List of tasks —
(A) In the golf article, who caddied for Sloan?
(B) Please restate the golf article from "Sloan's four-day 23-under-par" up to and including "ninth on Thursday.", renaming "tourney" to "tournament" wherever it occurs.
-- Selected passage start --
Roger Sloan is no Chi Chi Rodriguez when it comes to celebration.

Instead of wielding his putter like a gun and dancing for joy after tapping in to win the Western Championship on Sunday at Rivershore Estates and Golf Links, the 24-year-old from Merritt calmly acknowledged the crowd — then he hugged his parents.

"My mom always jokes, 'Make sure that your first win comes when I'm around,'" said Sloan, who's mother, Cathy, followed her son from start to finish on Sunday.

"Don't take no reaction on No. 18 (as though) this isn't meaningful to me, because it really is. It's really special for me to win here."

Sloan's four-day 23-under-par total — 265 (64-70-65-66) — was three shots better than that of the Western's runner-up, Stuart Anderson of Victoria, who fired a 65 on Sunday.

The Merritt product's only bogey of the tourney — yes, he only made one bogey — came on the par-4 ninth on Thursday.

It looked like the 60-hole bogey-less streak might come to an end on Sunday on Hole 16 when Sloan, who was only two shots in the clear at the time, sprayed his tee shot into fescue.

Sloan's caddy was his father, Curtis. They had a decision to make on the challenging par 4 — should Roger try and clear a water hazard and go for the green from the thick, wet rough, or lay up and attempt to get up and down for par.

"The big thing is he hadn't bogeyed since the ninth hole on the first day but, at the same time, you have to say, 'Hey, that's not important anymore,'" Curtis said after Sunday's round. "What's important here is winning the tournament."
-- Selected passage end --
-- Data rows start --
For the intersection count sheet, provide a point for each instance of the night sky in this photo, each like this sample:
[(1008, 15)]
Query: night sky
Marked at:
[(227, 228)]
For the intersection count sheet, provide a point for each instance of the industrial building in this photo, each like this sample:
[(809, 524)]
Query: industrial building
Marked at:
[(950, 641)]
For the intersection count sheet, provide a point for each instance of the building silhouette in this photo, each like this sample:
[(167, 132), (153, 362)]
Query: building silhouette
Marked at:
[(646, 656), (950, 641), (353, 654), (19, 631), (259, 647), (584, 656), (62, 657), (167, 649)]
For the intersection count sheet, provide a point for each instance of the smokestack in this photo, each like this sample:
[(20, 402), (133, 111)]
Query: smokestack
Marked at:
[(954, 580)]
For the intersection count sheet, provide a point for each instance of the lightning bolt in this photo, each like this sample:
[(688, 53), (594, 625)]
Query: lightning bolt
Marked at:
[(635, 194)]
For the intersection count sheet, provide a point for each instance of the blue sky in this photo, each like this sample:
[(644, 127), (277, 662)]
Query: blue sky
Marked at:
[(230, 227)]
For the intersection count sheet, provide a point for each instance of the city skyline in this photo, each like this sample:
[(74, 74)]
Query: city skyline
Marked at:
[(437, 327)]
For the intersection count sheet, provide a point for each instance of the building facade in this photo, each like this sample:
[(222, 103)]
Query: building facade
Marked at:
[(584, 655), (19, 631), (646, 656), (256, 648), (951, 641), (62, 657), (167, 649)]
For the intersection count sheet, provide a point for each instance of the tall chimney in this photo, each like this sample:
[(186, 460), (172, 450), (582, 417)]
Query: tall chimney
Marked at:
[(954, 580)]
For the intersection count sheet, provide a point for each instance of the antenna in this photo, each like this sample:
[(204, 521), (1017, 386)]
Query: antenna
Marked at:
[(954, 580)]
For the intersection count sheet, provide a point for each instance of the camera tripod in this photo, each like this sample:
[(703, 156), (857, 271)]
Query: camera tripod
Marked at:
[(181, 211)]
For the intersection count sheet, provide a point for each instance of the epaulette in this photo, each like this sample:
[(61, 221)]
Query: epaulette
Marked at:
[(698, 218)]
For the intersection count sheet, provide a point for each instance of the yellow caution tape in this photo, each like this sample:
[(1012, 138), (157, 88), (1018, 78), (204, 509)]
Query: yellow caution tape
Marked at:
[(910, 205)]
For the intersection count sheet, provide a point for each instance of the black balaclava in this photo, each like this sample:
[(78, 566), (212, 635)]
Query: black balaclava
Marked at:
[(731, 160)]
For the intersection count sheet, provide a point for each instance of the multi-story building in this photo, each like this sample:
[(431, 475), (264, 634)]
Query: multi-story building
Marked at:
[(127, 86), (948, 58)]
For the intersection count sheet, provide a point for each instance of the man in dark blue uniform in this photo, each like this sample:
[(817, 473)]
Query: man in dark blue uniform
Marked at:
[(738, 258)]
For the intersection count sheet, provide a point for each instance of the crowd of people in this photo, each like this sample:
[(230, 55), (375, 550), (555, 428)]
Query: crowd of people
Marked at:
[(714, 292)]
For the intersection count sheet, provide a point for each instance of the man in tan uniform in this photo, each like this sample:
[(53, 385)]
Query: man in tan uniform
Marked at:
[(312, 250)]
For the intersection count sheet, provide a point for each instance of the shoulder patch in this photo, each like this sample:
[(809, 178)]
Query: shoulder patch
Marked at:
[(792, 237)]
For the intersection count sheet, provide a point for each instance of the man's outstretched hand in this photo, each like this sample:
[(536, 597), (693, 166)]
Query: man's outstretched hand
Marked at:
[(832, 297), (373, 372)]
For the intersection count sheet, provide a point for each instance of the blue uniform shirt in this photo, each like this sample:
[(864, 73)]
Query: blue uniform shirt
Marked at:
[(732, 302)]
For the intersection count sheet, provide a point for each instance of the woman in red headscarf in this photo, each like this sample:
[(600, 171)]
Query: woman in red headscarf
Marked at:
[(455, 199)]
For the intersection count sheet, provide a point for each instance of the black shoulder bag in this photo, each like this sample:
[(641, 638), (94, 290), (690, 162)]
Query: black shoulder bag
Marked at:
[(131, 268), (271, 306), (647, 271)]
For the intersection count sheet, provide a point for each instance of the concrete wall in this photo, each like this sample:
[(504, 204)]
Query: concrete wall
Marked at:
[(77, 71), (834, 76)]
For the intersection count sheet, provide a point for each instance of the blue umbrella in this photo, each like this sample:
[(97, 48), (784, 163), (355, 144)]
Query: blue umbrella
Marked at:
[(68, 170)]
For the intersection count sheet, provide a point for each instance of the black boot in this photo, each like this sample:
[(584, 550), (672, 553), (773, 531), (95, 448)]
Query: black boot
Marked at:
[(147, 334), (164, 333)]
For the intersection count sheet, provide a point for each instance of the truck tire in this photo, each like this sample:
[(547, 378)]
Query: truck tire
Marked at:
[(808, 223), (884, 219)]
-- Data rows end --
Expected results —
(A) His father, Curtis.

(B)
Sloan's four-day 23-under-par total — 265 (64-70-65-66) — was three shots better than that of the Western's runner-up, Stuart Anderson of Victoria, who fired a 65 on Sunday.

The Merritt product's only bogey of the tournament — yes, he only made one bogey — came on the par-4 ninth on Thursday.